Short problem => Return each line of the records below that contains the string "canopy", treating uppercase and lowercase letters as different.

Input =>
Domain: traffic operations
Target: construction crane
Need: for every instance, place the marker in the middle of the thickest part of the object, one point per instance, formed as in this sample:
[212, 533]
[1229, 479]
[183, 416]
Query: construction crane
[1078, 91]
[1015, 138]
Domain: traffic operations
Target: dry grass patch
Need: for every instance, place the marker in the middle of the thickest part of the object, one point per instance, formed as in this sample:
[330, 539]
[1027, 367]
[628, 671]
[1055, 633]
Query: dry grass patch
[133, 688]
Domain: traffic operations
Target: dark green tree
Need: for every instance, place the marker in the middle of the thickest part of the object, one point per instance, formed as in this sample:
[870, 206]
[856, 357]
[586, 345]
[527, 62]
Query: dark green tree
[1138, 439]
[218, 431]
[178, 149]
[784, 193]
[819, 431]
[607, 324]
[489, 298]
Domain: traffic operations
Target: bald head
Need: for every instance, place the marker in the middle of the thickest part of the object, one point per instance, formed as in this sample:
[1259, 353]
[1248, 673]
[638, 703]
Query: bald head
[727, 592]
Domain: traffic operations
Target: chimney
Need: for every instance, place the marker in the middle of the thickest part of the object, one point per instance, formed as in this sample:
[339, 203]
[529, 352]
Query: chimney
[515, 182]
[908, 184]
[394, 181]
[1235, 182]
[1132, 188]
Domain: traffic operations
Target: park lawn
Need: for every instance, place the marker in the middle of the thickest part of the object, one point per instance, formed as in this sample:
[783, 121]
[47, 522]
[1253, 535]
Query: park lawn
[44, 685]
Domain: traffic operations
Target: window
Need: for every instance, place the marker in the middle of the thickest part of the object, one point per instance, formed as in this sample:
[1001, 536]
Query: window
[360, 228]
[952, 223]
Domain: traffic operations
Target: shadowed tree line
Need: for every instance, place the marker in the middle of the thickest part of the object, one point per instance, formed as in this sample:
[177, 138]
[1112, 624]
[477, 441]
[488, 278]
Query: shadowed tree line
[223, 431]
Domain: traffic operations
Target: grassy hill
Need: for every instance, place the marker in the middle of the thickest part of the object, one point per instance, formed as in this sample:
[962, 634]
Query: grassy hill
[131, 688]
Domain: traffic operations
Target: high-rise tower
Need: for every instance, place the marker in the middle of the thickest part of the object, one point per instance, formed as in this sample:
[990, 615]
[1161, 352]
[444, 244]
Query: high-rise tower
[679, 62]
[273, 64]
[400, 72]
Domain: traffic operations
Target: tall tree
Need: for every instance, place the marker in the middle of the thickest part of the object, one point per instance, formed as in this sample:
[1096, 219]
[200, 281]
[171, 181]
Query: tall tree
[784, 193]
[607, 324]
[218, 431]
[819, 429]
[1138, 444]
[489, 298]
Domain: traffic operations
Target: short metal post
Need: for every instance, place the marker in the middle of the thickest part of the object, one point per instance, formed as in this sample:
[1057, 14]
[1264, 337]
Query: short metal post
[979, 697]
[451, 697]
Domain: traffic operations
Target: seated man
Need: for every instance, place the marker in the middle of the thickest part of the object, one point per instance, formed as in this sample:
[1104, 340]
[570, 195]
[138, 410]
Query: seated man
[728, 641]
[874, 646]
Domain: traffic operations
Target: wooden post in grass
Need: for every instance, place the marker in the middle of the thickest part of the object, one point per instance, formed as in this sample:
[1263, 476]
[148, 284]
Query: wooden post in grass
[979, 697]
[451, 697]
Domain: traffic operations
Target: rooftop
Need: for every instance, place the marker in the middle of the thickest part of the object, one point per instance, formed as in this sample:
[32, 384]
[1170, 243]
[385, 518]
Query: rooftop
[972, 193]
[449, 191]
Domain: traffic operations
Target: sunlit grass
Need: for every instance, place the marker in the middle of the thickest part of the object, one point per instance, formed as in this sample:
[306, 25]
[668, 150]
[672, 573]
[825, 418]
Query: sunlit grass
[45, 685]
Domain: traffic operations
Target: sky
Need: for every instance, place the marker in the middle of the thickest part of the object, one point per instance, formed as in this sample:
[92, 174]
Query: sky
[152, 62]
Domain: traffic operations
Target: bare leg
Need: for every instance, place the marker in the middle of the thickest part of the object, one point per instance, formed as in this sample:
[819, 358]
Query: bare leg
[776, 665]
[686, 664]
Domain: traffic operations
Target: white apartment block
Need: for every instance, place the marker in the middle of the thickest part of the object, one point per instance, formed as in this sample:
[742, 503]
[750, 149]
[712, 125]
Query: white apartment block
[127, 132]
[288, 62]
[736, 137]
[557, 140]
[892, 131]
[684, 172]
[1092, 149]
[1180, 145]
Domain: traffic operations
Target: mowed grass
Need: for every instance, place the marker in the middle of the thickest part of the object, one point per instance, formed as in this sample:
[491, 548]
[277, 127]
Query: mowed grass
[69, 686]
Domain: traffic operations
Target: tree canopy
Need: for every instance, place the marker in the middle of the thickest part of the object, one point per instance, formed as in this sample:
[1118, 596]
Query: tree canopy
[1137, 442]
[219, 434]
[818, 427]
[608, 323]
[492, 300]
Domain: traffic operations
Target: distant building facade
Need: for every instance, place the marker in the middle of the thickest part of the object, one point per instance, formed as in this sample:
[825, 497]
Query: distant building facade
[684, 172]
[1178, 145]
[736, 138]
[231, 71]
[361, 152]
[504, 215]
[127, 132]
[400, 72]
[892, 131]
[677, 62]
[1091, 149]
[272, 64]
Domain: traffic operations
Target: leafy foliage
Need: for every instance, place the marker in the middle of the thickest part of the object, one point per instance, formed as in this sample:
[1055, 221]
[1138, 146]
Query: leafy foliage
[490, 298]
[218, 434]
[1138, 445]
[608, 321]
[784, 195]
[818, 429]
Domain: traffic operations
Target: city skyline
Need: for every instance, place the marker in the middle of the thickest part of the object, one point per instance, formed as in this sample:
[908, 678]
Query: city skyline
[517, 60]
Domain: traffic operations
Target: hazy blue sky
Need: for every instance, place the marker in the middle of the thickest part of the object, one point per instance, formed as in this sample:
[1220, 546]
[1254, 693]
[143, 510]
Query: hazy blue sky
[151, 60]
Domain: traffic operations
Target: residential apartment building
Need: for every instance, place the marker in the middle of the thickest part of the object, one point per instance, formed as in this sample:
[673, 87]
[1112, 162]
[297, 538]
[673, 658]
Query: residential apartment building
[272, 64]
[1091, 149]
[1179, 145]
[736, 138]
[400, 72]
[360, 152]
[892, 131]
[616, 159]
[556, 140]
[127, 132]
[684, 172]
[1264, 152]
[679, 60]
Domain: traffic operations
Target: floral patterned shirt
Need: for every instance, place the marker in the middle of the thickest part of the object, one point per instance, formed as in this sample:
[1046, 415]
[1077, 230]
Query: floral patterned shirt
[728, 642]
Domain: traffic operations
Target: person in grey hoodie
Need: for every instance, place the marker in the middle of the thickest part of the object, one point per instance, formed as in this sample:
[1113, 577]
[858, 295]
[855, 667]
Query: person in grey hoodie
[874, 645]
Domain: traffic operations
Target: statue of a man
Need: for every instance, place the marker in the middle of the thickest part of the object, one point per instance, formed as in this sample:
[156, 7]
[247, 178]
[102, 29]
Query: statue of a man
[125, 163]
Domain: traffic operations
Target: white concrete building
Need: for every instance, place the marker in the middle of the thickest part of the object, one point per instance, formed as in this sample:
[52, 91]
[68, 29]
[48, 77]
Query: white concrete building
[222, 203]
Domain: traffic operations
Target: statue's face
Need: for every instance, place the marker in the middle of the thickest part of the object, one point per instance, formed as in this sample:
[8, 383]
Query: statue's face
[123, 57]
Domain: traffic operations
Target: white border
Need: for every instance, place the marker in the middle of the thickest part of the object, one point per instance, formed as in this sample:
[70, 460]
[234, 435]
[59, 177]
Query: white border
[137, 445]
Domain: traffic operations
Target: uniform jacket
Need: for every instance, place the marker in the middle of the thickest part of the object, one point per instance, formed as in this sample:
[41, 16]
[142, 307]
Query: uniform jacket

Correct response =>
Target: tree canopy
Query: tree canopy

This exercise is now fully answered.